GIVEN INSTRUCTION: Set down exactly, and only, the lines from the one with "the red puffer" to the final line of the entries, both included.
---------- STORED DATA ----------
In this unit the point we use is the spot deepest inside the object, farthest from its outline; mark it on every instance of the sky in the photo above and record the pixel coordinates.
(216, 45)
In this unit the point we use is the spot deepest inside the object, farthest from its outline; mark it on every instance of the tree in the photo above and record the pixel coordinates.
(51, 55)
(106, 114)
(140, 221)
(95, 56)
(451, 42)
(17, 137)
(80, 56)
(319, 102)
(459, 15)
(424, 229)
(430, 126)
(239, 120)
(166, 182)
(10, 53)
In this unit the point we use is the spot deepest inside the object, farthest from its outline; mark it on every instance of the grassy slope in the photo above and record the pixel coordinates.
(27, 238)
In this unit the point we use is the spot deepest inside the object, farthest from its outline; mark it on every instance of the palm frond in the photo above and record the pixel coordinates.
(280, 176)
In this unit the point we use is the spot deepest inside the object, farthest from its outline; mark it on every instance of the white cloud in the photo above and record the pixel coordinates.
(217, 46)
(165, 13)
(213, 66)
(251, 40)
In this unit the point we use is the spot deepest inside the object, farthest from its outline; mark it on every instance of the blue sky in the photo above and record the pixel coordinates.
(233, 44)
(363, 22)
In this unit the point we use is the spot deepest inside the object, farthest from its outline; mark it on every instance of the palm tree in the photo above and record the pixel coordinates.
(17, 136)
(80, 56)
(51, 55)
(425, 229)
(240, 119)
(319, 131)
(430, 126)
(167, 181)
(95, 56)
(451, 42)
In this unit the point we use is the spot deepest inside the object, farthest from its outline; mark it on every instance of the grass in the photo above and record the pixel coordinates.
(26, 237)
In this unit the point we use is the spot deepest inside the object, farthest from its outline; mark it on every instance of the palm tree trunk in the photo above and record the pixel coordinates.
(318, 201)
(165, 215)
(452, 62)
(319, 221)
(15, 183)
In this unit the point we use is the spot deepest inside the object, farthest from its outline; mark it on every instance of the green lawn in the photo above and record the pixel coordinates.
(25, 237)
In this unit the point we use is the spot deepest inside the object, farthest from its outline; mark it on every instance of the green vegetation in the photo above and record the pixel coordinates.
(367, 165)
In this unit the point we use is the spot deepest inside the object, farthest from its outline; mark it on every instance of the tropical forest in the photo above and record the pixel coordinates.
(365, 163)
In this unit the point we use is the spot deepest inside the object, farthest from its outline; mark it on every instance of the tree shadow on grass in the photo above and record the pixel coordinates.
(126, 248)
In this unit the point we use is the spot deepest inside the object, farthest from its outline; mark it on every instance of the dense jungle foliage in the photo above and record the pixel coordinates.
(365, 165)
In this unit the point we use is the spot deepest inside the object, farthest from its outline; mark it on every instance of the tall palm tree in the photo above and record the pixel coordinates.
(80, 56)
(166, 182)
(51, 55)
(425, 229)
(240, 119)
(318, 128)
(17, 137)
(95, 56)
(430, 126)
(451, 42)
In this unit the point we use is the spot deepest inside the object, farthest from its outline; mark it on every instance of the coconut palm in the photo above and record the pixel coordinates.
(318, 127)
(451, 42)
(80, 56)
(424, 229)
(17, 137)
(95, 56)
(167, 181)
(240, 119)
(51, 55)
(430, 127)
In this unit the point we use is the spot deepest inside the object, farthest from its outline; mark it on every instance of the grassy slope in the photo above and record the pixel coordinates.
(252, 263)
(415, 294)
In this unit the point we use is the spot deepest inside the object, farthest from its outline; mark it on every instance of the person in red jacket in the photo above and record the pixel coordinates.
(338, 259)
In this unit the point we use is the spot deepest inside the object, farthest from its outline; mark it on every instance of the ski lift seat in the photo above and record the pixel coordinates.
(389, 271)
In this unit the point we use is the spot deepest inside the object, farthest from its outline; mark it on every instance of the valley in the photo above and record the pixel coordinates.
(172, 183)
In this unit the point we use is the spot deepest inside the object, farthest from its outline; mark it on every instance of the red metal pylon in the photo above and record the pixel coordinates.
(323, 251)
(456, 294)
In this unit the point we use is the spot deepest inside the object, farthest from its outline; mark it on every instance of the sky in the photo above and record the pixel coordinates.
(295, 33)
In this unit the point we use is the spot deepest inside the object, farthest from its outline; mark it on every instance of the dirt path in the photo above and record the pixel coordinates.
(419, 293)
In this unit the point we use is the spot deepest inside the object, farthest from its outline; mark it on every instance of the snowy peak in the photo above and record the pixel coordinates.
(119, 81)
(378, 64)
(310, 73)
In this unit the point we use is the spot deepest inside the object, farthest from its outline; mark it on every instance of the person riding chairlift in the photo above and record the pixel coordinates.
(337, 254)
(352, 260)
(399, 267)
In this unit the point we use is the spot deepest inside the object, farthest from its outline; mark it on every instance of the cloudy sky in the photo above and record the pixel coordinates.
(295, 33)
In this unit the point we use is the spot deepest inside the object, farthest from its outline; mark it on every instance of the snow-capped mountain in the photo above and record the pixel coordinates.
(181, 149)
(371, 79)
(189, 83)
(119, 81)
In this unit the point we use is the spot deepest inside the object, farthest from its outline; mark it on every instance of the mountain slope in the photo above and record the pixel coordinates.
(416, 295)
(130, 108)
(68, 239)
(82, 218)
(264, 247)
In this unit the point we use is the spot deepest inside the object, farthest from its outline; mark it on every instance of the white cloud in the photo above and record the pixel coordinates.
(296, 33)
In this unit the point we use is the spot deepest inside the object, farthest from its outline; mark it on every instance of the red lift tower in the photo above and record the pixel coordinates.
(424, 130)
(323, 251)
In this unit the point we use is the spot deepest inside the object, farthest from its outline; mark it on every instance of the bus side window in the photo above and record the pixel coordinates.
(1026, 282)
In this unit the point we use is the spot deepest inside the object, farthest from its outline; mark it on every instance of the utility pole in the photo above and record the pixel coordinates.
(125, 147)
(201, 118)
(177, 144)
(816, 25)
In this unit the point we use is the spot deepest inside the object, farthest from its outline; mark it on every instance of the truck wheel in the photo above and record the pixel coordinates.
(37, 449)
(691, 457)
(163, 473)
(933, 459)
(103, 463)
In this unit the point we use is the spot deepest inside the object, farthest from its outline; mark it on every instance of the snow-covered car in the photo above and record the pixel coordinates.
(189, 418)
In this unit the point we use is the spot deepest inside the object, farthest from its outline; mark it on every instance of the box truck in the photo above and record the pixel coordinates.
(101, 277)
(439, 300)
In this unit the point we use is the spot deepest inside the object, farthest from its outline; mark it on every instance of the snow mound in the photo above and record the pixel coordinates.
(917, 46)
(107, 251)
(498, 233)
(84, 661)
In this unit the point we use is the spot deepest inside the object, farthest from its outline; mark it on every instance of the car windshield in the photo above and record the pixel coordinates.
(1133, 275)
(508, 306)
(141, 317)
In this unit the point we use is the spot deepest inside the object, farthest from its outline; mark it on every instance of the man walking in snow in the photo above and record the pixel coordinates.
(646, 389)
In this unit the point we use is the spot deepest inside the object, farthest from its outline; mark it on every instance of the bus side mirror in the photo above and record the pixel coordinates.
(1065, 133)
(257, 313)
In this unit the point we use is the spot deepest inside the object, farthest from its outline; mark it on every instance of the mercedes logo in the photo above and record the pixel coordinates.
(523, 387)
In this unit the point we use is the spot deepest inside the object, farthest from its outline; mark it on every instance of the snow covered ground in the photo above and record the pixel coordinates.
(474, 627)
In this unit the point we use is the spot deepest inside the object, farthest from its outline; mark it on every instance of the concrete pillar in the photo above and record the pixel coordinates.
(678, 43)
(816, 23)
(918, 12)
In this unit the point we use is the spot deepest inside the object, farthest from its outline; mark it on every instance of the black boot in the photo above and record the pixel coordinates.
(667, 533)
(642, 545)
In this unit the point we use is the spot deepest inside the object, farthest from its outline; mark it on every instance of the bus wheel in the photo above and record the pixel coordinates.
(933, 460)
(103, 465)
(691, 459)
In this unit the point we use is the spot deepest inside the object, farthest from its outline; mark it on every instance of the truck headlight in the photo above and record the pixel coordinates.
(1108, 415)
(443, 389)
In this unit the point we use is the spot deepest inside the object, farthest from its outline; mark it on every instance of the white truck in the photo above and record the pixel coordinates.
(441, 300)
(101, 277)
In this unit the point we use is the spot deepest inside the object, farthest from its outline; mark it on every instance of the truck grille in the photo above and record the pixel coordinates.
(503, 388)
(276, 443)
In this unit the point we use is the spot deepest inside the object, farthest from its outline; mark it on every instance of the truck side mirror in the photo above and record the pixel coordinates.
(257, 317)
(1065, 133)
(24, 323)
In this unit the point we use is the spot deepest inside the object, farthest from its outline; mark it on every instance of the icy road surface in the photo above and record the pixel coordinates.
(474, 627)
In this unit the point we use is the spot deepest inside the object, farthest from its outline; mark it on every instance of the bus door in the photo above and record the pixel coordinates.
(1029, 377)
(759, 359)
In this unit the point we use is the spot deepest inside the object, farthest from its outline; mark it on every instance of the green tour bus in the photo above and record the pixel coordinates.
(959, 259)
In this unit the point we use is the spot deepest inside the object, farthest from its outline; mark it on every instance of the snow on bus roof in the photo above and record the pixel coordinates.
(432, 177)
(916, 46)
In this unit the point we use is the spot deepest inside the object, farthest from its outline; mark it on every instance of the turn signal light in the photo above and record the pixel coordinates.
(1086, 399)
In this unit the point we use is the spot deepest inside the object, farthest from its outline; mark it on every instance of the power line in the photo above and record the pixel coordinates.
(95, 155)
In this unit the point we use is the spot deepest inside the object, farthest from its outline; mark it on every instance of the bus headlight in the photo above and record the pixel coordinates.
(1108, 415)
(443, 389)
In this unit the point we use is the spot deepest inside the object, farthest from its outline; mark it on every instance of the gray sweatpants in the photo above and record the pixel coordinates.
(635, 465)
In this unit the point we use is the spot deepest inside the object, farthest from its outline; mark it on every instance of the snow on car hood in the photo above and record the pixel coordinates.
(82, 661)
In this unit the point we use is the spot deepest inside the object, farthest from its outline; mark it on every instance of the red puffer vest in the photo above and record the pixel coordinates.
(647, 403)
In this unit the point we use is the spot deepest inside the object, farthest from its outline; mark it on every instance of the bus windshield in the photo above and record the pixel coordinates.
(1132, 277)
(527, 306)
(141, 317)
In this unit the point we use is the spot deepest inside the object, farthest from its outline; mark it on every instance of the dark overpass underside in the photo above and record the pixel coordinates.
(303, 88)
----------
TASK RESPONSE:
In this unit the point we use is the spot deepest inside the object, farthest from its outline; mark it on every instance of the red puffer vest in the photo above and record the pixel coordinates.
(647, 403)
In this unit the point we use is the spot deepest inside the object, farthest from its outline; mark it on every instance of the bus windshield in the photo above and record the pixel coordinates.
(1132, 277)
(527, 306)
(141, 317)
In this unit the point we use is the spot deepest inside the object, farthest from its outline; mark it on every instance of the dark overpass underside in the photo above and record the pixel coordinates.
(303, 88)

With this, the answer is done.